- [本文抜粋]
松本人志監督の映画史に残るギャンブルなキャスティング!素人のおっさん野見隆明が見せる奇跡のラストシーンとは!?
松本人志監督作品の3作目となる、完全オリジナルストーリーの時代劇『さや侍』で無名の“おっさん”を、主演俳優に抜てきした松本が、映画史に残るギャンブルなキャスティングを振り返った。
映画『大日本人』『しんぼる』と、これまで自ら主演を務めてきた松本が、主役の座を明け渡したのは、なんとフジテレビの人気テレビ番組「働くおっさん人形」でコアなファン層から人気を集めた“おっさん”野見隆明だ。「働くおっさん人形」は、2002年より日曜日の早朝5時35分から放送されていた番組で、松本がどこからともなくやってきた素人の“おっさん”を別室のモニターを通してインタビューしていくという内容。同番組が2006年に「働くおっさん劇場」として生まれ変わった後も出演を続けていた野見は、番組に登場したおっさんの中でもずば抜けて異彩を放っていたという。

- [資料一覧]
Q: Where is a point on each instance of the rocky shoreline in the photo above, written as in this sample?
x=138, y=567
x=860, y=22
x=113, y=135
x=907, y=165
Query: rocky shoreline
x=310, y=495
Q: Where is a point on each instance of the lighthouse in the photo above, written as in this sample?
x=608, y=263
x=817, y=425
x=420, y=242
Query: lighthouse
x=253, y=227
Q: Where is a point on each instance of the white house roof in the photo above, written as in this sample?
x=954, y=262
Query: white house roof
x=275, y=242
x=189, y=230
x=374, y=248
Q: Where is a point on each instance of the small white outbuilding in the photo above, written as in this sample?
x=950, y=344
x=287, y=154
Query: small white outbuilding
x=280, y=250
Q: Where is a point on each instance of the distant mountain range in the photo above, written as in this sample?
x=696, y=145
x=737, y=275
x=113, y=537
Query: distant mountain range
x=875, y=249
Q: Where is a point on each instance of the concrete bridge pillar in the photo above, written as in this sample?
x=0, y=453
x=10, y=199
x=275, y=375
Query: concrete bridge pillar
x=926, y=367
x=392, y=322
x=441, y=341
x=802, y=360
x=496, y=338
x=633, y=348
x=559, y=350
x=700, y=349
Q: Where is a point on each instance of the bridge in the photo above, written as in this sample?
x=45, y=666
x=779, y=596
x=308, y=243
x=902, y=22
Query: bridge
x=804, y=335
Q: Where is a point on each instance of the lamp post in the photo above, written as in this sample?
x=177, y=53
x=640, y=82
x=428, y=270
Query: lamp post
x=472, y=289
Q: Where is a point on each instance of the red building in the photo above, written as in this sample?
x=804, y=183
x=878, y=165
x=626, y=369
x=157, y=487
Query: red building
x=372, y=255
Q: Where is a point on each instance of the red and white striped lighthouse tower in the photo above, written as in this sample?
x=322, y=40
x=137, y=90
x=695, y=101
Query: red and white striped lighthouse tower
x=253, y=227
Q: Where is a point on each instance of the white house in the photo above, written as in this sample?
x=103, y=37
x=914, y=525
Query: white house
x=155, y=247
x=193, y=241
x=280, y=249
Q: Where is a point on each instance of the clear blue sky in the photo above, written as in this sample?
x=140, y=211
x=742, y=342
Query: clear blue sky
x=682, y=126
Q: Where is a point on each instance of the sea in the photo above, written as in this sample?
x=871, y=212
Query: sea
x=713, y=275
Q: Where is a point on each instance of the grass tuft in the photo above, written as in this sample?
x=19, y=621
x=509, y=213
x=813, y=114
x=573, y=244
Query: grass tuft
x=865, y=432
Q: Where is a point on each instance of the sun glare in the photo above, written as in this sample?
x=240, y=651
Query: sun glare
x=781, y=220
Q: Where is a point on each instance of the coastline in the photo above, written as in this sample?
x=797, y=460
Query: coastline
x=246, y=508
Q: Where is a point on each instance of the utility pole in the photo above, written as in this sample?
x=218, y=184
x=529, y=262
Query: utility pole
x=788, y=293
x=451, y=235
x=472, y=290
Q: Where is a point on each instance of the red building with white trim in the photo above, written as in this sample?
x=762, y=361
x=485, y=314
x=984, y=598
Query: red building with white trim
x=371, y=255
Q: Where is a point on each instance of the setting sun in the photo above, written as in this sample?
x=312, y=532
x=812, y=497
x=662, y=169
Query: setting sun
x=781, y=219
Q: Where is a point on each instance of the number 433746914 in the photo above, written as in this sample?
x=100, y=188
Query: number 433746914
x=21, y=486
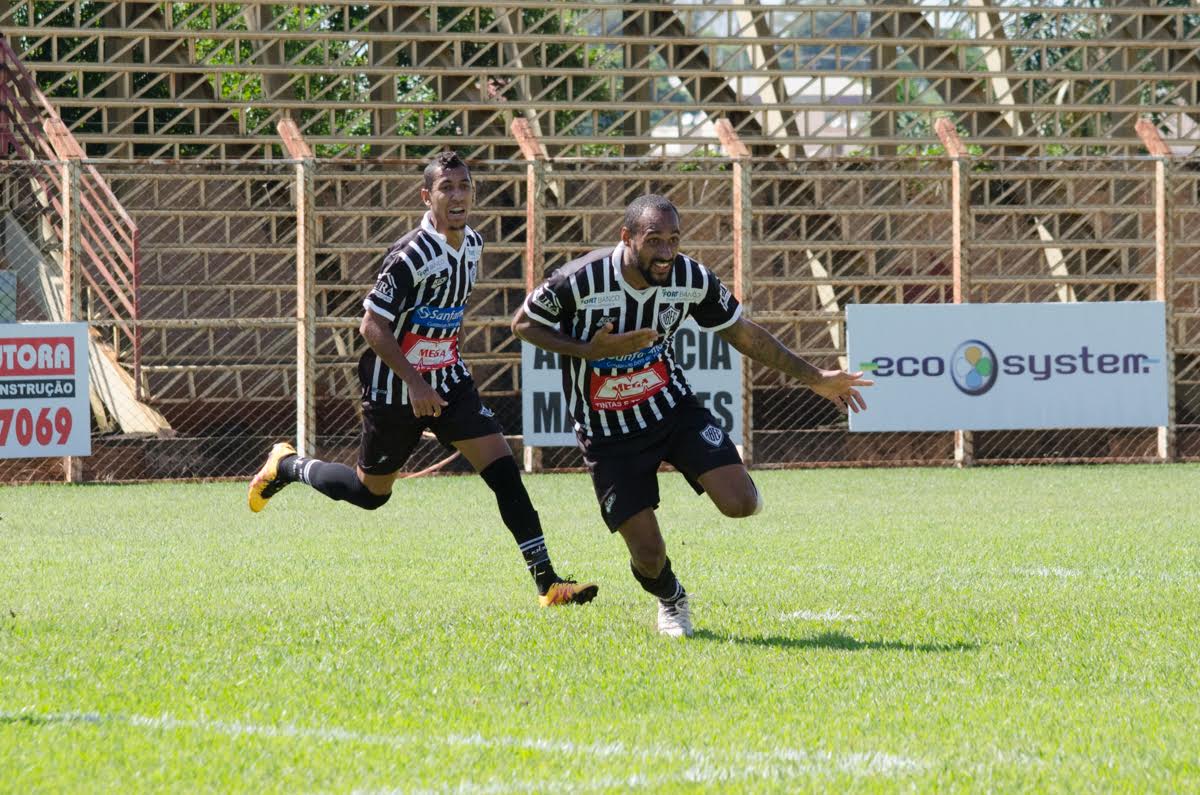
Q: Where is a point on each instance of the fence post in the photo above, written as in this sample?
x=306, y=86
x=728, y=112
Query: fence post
x=306, y=286
x=72, y=278
x=960, y=264
x=534, y=153
x=1164, y=278
x=743, y=233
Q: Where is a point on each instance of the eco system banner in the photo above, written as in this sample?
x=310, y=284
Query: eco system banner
x=1006, y=366
x=711, y=364
x=43, y=390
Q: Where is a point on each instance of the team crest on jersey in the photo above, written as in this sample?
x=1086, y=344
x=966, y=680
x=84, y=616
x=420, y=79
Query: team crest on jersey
x=713, y=435
x=725, y=298
x=385, y=287
x=546, y=299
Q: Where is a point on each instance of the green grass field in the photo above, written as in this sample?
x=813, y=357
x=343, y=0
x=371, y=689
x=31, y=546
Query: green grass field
x=918, y=629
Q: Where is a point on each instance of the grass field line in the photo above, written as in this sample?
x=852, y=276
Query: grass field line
x=823, y=615
x=702, y=766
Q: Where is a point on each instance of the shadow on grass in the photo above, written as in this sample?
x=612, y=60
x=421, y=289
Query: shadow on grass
x=36, y=719
x=833, y=640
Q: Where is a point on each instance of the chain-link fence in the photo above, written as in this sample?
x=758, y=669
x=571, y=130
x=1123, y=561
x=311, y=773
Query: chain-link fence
x=239, y=323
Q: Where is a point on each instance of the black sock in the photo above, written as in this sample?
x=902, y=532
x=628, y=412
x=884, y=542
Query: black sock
x=503, y=477
x=665, y=586
x=335, y=480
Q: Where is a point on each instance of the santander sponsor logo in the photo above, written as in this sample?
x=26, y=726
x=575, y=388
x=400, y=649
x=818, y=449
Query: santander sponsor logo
x=51, y=356
x=616, y=393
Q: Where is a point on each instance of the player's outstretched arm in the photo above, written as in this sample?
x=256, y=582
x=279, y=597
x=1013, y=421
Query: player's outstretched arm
x=837, y=386
x=605, y=344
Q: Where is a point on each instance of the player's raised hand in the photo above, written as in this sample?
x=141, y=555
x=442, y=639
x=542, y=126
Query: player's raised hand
x=605, y=344
x=424, y=400
x=839, y=387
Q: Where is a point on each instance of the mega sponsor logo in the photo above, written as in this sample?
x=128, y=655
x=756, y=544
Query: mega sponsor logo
x=975, y=366
x=635, y=359
x=617, y=393
x=52, y=356
x=425, y=353
x=438, y=317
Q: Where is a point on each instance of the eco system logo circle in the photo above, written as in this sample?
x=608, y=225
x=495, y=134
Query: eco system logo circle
x=973, y=368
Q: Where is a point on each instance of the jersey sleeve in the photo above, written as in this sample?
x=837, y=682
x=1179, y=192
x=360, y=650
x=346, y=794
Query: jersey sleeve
x=552, y=302
x=396, y=280
x=718, y=309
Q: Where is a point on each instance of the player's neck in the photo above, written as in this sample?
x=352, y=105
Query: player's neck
x=454, y=237
x=631, y=273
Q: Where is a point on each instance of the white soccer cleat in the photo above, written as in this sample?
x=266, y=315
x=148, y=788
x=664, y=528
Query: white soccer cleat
x=675, y=619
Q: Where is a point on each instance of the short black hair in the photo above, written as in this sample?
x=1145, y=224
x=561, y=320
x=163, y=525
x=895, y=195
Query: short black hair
x=637, y=208
x=441, y=162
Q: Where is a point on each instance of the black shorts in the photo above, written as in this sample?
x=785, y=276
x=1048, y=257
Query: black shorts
x=390, y=432
x=624, y=471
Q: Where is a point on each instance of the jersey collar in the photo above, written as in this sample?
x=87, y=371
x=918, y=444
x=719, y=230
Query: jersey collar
x=427, y=225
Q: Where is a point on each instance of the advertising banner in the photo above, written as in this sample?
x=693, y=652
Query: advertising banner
x=43, y=390
x=1000, y=366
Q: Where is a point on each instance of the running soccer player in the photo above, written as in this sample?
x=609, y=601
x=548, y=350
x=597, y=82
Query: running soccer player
x=413, y=380
x=633, y=408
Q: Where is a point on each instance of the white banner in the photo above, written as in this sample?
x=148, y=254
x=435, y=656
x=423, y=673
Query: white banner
x=43, y=390
x=711, y=364
x=1003, y=366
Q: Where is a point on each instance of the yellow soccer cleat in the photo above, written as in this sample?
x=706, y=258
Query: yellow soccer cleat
x=267, y=483
x=568, y=592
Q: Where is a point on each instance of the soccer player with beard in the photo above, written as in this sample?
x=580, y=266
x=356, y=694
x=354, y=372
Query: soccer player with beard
x=633, y=411
x=413, y=380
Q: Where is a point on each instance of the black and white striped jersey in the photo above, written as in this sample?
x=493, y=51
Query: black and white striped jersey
x=628, y=394
x=421, y=290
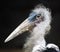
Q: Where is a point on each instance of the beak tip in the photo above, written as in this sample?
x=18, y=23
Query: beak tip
x=5, y=41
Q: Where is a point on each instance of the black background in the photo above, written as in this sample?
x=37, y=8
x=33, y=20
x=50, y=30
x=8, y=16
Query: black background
x=12, y=13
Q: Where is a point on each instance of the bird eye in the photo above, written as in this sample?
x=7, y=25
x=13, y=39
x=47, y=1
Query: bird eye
x=38, y=15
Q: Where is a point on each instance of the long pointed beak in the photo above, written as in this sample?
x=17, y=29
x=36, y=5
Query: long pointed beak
x=20, y=29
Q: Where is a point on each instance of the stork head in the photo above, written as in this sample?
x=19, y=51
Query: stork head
x=39, y=15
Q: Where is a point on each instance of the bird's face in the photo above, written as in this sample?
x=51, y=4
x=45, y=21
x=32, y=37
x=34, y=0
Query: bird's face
x=35, y=17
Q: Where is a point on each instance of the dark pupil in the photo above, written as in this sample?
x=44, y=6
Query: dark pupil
x=38, y=15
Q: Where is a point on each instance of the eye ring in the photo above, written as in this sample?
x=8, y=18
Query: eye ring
x=38, y=15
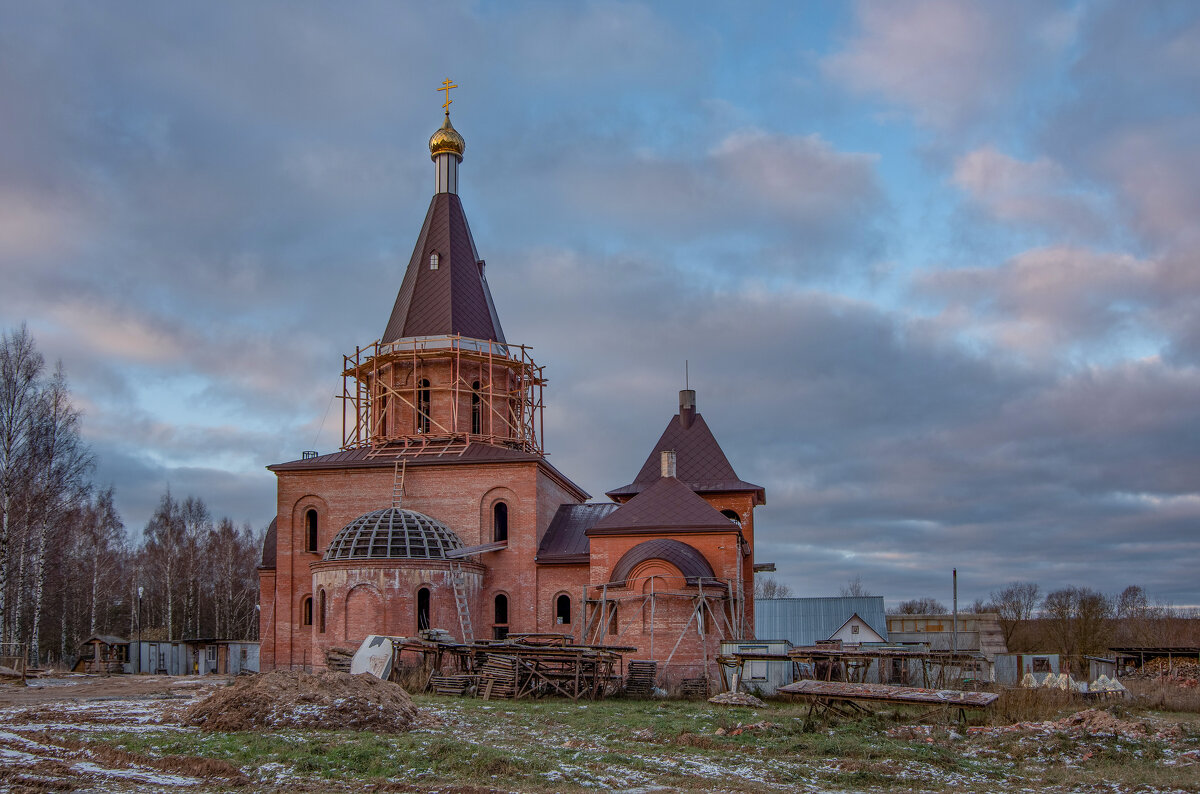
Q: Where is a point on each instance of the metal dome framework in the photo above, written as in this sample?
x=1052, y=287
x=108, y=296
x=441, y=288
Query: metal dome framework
x=393, y=533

- [作業内容] 本文抜粋のうち、「松本人志監督の映画史に残るギ」を含む語句で始まり「けて異彩を放っていたという。」で終わる部分を、一字も変えずに書き写してもらえますか?

- [この課題の解答]
松本人志監督の映画史に残るギャンブルなキャスティング!素人のおっさん野見隆明が見せる奇跡のラストシーンとは!?
松本人志監督作品の3作目となる、完全オリジナルストーリーの時代劇『さや侍』で無名の“おっさん”を、主演俳優に抜てきした松本が、映画史に残るギャンブルなキャスティングを振り返った。
映画『大日本人』『しんぼる』と、これまで自ら主演を務めてきた松本が、主役の座を明け渡したのは、なんとフジテレビの人気テレビ番組「働くおっさん人形」でコアなファン層から人気を集めた“おっさん”野見隆明だ。「働くおっさん人形」は、2002年より日曜日の早朝5時35分から放送されていた番組で、松本がどこからともなくやってきた素人の“おっさん”を別室のモニターを通してインタビューしていくという内容。同番組が2006年に「働くおっさん劇場」として生まれ変わった後も出演を続けていた野見は、番組に登場したおっさんの中でもずば抜けて異彩を放っていたという。